▶ TEXT SHOWN:
• • • • • • •

I also like the symmetry with using a dict with __slots__ for defining attributes and defaults (added in Python 3.8).

pf_moore · April 30, 2024, 2:44pm

Personally, I don’t feel that it’s particularly worth it. Having said that, in my own code I tend to simply use a lambda rather than reaching for itemgetter, and so writing my own helper (which is, after all, only a couple of lines of code) seems perfectly natural to me.

Presumably the benefit of itemgetter is performance^[1]? So I think the argument for allowing defaults should probably also revolve around performance - can the defaults be implemented efficiently, and does the existence of the option to include defaults harm performance of the no-defaults case?

FWIW, itemgetter is over 4 times faster than a Python function, so yes, performance is relevant here. But even a Python function runs in nanoseconds, so I imagine it’s only important in pretty hot code…

❯ py -m timeit -s "from operator import itemgetter; d=dict(zip('abcdefghi', range(10)))" "x = itemgetter('a','c','e')(d)"
2000000 loops, best of 5: 147 nsec per loop
❯ py -m timeit -s "from operator import itemgetter; d=dict(zip('abcdefghi', range(10))); f = lambda *k: (lambda d: tuple(d[kk] for kk in k))" "x = f('a','c','e')(d)"
500000 loops, best of 5: 624 nsec per loop

I’d have a hard time believing it’s the attractive and intuitive name ↩︎

ptmcg · April 30, 2024, 2:57pm

Moving the itemgetter call into the setup string (since itemgetter is usually only called once and then used against many mappings) shows 7X performance:

> py -m timeit -s "from operator import itemgetter; d=dict(zip('abcdefghi', range(10))); fn=itemgetter('a','b','c')" "x = fn(d)"

• • • • • • •

▶ STATED PROBLEM 1: Transcribe the whole itemgetter discussion above, word for word.

• • • • • • •

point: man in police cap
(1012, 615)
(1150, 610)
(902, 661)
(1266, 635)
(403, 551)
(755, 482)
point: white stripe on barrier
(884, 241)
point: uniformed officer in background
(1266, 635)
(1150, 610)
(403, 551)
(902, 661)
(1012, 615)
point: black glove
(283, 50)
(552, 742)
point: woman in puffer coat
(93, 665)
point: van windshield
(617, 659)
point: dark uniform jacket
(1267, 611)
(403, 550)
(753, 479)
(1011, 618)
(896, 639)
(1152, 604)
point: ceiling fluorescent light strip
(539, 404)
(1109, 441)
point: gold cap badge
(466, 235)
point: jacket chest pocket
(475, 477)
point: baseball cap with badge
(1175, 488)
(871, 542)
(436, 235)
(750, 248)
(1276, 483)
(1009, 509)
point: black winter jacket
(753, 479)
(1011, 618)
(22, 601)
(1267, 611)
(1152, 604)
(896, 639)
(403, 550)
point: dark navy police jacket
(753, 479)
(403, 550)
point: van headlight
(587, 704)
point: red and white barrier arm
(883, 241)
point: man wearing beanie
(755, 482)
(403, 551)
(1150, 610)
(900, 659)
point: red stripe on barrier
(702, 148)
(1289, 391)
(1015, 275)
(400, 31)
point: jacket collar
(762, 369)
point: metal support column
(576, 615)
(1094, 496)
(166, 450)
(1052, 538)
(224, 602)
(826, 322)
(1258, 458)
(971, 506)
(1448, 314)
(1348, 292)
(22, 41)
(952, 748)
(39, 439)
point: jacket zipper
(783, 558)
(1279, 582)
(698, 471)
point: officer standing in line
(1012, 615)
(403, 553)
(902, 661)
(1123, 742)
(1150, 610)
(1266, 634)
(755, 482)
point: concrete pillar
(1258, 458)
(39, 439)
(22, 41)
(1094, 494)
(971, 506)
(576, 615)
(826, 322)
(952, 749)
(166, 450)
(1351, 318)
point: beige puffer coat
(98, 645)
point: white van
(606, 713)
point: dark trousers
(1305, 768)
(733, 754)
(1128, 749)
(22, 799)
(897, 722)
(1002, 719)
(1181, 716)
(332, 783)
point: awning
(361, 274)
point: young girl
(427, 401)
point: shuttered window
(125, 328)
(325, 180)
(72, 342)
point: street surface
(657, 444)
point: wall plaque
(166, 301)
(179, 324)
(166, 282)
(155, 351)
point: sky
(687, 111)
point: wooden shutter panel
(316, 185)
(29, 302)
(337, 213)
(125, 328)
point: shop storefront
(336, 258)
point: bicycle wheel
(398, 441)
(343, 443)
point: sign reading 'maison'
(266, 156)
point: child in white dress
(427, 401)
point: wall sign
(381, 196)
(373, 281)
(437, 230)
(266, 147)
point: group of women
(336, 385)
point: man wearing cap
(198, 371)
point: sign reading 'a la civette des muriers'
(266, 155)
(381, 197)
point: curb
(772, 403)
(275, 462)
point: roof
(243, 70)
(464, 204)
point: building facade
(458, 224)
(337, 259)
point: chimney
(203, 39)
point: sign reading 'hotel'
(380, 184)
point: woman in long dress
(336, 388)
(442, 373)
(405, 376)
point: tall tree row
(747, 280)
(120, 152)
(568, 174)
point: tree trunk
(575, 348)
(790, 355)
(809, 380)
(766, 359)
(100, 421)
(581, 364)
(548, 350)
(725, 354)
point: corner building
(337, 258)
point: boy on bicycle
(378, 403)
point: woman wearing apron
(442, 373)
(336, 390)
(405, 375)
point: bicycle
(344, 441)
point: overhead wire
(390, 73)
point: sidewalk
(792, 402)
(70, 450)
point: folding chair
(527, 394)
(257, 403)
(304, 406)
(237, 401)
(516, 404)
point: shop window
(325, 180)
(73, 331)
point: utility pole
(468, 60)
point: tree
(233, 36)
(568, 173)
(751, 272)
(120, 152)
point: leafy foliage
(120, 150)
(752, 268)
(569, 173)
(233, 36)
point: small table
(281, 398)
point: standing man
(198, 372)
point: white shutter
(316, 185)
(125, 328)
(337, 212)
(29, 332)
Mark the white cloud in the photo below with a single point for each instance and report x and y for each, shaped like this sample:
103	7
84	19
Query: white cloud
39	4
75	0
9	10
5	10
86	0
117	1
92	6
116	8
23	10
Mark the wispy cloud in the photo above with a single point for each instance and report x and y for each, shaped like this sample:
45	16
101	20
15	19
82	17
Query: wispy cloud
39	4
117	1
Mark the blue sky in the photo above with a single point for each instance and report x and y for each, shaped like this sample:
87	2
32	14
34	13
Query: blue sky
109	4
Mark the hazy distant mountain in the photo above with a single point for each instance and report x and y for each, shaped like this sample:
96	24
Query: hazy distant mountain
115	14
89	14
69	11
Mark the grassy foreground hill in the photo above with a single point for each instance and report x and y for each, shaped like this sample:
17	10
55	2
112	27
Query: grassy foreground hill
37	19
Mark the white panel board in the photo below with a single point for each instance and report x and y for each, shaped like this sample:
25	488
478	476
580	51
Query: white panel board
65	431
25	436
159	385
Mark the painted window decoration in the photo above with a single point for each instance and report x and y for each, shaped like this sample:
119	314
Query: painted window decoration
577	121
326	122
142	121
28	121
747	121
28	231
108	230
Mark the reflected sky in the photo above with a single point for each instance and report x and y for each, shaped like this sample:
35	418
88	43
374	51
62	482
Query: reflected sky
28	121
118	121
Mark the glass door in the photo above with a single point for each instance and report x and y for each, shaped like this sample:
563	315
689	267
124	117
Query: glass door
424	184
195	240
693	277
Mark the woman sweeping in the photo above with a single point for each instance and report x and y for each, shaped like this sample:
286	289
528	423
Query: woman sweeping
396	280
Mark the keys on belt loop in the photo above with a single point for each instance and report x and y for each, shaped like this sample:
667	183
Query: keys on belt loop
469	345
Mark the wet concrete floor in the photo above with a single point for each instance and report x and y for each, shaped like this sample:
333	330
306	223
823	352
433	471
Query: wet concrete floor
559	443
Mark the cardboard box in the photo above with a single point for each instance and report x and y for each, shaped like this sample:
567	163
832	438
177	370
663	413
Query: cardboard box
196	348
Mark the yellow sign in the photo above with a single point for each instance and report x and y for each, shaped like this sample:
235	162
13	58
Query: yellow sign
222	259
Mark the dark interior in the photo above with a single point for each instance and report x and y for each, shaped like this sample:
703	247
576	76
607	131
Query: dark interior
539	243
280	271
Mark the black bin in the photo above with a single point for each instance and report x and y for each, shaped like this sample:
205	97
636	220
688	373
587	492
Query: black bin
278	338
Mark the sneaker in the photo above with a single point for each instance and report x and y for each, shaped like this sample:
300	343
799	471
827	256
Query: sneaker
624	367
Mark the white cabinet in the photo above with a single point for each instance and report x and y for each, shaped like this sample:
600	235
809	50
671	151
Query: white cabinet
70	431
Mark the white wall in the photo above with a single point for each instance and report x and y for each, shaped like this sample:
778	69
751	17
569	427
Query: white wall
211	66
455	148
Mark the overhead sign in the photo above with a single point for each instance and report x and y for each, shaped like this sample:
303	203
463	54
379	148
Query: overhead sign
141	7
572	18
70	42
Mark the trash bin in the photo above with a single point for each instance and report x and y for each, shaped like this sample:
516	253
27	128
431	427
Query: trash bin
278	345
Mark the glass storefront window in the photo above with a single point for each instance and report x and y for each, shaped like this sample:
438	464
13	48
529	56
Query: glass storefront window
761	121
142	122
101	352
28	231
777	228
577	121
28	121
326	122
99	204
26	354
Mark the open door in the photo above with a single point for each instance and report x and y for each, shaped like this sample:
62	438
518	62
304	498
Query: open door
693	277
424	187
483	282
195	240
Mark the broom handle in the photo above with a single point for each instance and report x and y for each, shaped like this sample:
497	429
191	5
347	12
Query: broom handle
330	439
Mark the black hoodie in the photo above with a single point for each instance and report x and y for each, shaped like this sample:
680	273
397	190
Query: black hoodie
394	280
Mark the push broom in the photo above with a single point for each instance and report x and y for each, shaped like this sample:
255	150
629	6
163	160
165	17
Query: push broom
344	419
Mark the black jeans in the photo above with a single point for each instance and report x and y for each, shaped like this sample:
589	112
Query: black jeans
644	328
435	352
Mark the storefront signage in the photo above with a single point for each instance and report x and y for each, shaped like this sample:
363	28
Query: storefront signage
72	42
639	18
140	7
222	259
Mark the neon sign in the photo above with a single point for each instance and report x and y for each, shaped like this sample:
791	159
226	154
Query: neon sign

• • • • • • •

▶ STATED PROBLEM 2: Extract each line of the rows that contains the string "handle".

▶ CORRECT RESULT 1:
I also like the symmetry with using a dict with __slots__ for defining attributes and defaults (added in Python 3.8).

pf_moore · April 30, 2024, 2:44pm

Personally, I don’t feel that it’s particularly worth it. Having said that, in my own code I tend to simply use a lambda rather than reaching for itemgetter, and so writing my own helper (which is, after all, only a couple of lines of code) seems perfectly natural to me.

Presumably the benefit of itemgetter is performance^[1]? So I think the argument for allowing defaults should probably also revolve around performance - can the defaults be implemented efficiently, and does the existence of the option to include defaults harm performance of the no-defaults case?

FWIW, itemgetter is over 4 times faster than a Python function, so yes, performance is relevant here. But even a Python function runs in nanoseconds, so I imagine it’s only important in pretty hot code…

❯ py -m timeit -s "from operator import itemgetter; d=dict(zip('abcdefghi', range(10)))" "x = itemgetter('a','c','e')(d)"
2000000 loops, best of 5: 147 nsec per loop
❯ py -m timeit -s "from operator import itemgetter; d=dict(zip('abcdefghi', range(10))); f = lambda *k: (lambda d: tuple(d[kk] for kk in k))" "x = f('a','c','e')(d)"
500000 loops, best of 5: 624 nsec per loop

I’d have a hard time believing it’s the attractive and intuitive name ↩︎

ptmcg · April 30, 2024, 2:57pm

Moving the itemgetter call into the setup string (since itemgetter is usually only called once and then used against many mappings) shows 7X performance:

> py -m timeit -s "from operator import itemgetter; d=dict(zip('abcdefghi', range(10))); fn=itemgetter('a','b','c')" "x = fn(d)"

▶ CORRECT RESULT 2:
Mark the broom handle in the photo above with a single point for each instance and report x and y for each, shaped like this sample:
Query: broom handle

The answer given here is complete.